## To-do list
• 1. Please say whether each statement below agrees with the judgment, answering yes or no and quoting the deciding words of the judgment exactly: (a) the parties entered into their sugarcane contract on 15/04/2011; (b) the Appellant called three witnesses; (c) the farm lies within Kisii County.
• 2. Rename "crystal chandelier" to "hanging light" in the entries, beginning at the line that has "Please point out the crystal" and stopping after the end of the entries. Give back only those lines, with everything else unchanged.

## Extracted text
════

Trans Mara Sugar Co Ltd v Richard Mbera Ositu [2020] KEHC 3869 (KLR)
Full Case Text
REPUBLIC OF KENYA
IN THE HIGH COURT OF KENYA
AT MIGORI
[Coram: A. C. Mrima, J.]
CIVIL APPEAL NO. 34 OF 2019
BETWEEN
TRANS MARA SUGAR CO. LTD....................................................................APPELLANT
AND
RICHARD MBERA OSITU..............................................................................RESPONDENT
(Being an Appeal and a Cross-appeal from the judgment and decree by Hon. M. M. Wachira
Resident Magistrate in Migori Magistrate's Civil Suit No. 924 of 2016
delivered on 13/12/2018)
JUDGMENT
Background:
1. The parties herein agreed that the decision in Migori High Court Civil Appeal No. 132 of 2019Trans Mara Sugar Co. Ltd vs. Ben Kangwaya Ayiemba(unreported) shall apply mutatis mutandis to this matter in respect of the Court’s finding on the duty to harvest and transport the mature cane, on whether the contract was breached and the remedies.
2. In this case the parties were in agreement that they entered into a Sugar Cane Growing and Supply Contract on 15/04/2011. I will henceforth refer it to as ‘the Contract’. According to the contract the Respondent was contracted by the Appellant to grow and sell to it sugarcane at the Respondent’s parcel of land in Amakara Sub-Location Chitago Location within Kisii County (hereinafter referred to as ‘the farm’).
3. Sometimes in 2016 the Respondent instituted Migori Chief Magistrate’s Court Civil Suit No. 924 of 2016 (hereinafter referred to as ‘the suit’) against the Appellant. The suit was on compensation from alleged breach of the contract.
The Suit:
4. The Respondent pleaded that the Contract was for a period of six years or until one plant crop and two ratoon crops of the sugarcane were harvested from the farm whichever event occurred first. The Respondent further pleaded that he discharged his part of the contract until the plant crop was ready for harvesting but the Appellant failed and/or neglected to harvest it.
5. The Respondent posited that the plant crop dried up on the farm and the development of the ratoon crops was compromised. He contended that he suffered loss as a result of the failure on the part of the Appellant to harvest the mature sugar cane from the farm.
6. The Respondent averred that the Appellant breached the contract by failing and/or refusing to harvest the mature plant cane crop. He sought damages for breach of the contract with costs and interest at court rates.
7. The Appellant entered appearance and filed a Defence. The Appellant however denied both the existence of the contract and any alleged breach thereof. It put the Respondent into strict proof thereof. The Appellant pleaded in the alternative that if there was any contract then the Respondent was the one who breached it for failure to harvest and deliver the sugar cane to the Appellant’s weighbridge at the appropriate time. The Appellant prayed for the dismissal of the suit with costs.
8. The suit was finally settled down for hearing where both parties were represented by Counsels. The Respondent was the sole witness who testified and adopted his Statement as part of his testimony. He also produced the documents in his List of Documents as exhibits.
9. The Appellant called two witnesses. They were Daniel Bosuben (DW1) who was the Appellant’s Accountant and Stephen Nosoko (DW2) who was the Appellant’s Registrar of farmers. He adopted the statement of a colleague Registrar of farmers one Joshua Machogu as part of his evidence.

════

## Record extracts
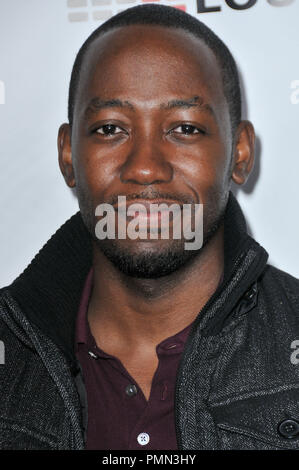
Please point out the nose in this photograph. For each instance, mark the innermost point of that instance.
(146, 164)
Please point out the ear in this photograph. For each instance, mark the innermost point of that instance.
(244, 152)
(65, 154)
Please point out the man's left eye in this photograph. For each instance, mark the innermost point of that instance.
(188, 129)
(108, 129)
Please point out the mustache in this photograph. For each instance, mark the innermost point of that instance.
(153, 194)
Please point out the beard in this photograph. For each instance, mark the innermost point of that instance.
(138, 259)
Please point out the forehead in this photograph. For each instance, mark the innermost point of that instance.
(152, 61)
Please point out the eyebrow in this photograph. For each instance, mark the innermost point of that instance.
(97, 103)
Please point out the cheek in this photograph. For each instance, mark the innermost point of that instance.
(94, 171)
(207, 168)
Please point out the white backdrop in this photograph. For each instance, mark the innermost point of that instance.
(39, 41)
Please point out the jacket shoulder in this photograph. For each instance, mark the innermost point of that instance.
(285, 280)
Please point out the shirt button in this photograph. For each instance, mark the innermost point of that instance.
(289, 428)
(131, 390)
(143, 438)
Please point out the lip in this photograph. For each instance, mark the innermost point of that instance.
(154, 217)
(147, 203)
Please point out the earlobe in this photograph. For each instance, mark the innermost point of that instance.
(244, 152)
(65, 155)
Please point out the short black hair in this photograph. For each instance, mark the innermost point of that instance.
(170, 17)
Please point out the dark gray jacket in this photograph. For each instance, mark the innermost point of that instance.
(238, 381)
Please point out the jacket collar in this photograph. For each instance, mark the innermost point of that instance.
(49, 290)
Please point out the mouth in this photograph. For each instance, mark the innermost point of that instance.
(150, 213)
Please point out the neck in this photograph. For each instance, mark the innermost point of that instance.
(125, 310)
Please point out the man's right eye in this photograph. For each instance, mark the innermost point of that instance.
(109, 129)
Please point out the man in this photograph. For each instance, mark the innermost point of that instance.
(142, 344)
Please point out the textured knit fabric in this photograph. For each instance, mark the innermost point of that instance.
(116, 418)
(237, 384)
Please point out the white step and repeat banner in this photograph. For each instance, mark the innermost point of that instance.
(39, 41)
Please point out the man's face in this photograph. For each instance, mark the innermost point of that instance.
(151, 123)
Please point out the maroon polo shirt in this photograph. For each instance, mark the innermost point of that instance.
(119, 416)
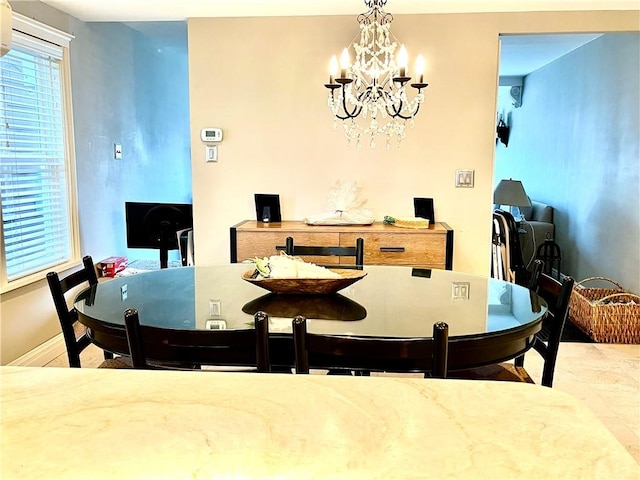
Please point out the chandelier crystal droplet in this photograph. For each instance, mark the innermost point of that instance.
(369, 96)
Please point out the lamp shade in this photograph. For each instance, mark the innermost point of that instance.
(511, 192)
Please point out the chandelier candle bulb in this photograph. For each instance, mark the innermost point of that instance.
(420, 68)
(403, 60)
(344, 63)
(333, 69)
(370, 97)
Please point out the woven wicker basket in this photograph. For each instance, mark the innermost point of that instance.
(607, 315)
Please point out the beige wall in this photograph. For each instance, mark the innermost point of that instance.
(260, 80)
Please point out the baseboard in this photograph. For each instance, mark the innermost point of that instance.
(42, 354)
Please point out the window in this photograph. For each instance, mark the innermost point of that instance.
(37, 184)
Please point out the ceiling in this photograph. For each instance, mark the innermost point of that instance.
(163, 10)
(520, 54)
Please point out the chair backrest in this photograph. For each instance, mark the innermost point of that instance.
(546, 342)
(75, 342)
(366, 353)
(356, 251)
(153, 346)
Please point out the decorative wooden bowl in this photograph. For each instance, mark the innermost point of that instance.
(314, 286)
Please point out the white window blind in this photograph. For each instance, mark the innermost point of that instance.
(34, 174)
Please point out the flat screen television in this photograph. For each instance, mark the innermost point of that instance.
(155, 225)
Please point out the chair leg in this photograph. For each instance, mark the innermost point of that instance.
(519, 361)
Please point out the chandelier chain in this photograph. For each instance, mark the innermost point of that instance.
(369, 97)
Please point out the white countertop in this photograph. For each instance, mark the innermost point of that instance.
(60, 423)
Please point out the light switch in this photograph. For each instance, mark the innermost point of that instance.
(215, 308)
(460, 290)
(464, 178)
(211, 153)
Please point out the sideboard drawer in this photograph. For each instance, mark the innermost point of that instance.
(401, 248)
(383, 244)
(267, 243)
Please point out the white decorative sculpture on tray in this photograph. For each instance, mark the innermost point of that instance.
(345, 207)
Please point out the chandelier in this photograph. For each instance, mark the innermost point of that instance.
(369, 96)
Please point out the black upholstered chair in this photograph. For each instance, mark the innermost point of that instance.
(546, 342)
(356, 251)
(164, 348)
(74, 333)
(427, 355)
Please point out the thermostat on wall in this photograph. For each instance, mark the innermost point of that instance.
(211, 134)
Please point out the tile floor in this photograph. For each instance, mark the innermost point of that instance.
(605, 377)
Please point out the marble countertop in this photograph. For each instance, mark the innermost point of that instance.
(61, 423)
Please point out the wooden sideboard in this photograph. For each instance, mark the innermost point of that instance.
(383, 244)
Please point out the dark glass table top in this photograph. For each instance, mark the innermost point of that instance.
(390, 301)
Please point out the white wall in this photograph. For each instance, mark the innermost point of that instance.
(264, 88)
(261, 80)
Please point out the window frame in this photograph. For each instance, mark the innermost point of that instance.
(28, 31)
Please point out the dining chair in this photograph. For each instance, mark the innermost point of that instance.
(546, 342)
(427, 355)
(356, 251)
(75, 334)
(167, 348)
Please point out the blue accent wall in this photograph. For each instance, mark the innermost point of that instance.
(574, 143)
(132, 90)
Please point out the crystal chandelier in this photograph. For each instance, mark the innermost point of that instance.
(369, 96)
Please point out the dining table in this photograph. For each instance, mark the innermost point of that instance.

════

## List of solutions
• 1.
(a) Yes: "they entered into a Sugar Cane Growing and Supply Contract on 15/04/2011"
(b) No: "The Appellant called two witnesses."
(c) Yes: "Amakara Sub-Location Chitago Location within Kisii County"

• 2.
Please point out the hanging light in this photograph. For each instance, mark the innermost point of that instance.
(369, 96)
Please point out the dining table in this photograph. For each instance, mark the innermost point of that instance.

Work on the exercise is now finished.